Exercise goal
How many lines in the records below contain the word "blonde"? Case counts. Reply with the number only.
-------- Listed records
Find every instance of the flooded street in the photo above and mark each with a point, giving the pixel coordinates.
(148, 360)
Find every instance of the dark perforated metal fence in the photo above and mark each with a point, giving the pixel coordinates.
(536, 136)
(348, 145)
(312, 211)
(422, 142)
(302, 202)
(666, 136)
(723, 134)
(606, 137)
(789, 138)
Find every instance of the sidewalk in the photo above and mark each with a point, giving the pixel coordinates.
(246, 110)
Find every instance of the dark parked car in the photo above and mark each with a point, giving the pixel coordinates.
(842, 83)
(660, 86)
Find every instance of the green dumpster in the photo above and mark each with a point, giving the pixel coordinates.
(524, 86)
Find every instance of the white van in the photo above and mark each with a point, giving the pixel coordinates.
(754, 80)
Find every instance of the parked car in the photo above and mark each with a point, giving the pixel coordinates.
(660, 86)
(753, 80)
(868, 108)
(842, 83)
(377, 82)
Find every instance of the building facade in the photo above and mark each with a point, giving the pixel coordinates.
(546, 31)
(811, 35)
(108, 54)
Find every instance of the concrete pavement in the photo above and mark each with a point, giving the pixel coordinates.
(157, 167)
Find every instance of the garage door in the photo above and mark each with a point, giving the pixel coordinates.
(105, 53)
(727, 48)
----------------
-------- Listed records
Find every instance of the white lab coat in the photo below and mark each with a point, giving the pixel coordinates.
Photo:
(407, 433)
----------------
-------- Listed records
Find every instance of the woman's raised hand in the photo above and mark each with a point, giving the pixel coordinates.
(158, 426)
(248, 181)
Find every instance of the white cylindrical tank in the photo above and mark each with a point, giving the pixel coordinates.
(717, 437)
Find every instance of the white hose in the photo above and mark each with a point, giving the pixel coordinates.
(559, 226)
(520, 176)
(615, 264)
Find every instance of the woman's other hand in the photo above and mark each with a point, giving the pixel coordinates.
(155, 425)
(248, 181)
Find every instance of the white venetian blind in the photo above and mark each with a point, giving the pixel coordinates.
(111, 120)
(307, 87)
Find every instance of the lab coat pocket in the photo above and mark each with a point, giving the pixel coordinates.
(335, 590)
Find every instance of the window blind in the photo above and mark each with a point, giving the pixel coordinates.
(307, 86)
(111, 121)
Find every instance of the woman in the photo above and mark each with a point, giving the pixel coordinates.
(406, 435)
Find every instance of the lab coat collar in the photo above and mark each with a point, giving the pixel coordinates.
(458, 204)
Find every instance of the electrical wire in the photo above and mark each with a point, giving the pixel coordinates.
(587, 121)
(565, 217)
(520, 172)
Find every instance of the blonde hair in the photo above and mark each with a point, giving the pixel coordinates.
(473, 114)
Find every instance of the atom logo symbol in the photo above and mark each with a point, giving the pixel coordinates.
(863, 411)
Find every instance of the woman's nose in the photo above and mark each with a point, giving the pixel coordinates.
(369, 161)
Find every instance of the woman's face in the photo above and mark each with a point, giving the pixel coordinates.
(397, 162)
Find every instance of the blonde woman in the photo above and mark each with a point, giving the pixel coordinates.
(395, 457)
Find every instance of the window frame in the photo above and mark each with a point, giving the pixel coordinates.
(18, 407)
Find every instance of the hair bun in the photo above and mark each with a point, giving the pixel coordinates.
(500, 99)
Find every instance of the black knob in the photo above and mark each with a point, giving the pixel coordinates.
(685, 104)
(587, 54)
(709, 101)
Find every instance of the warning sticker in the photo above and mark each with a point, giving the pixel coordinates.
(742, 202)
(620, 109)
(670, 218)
----------------
Exercise result
2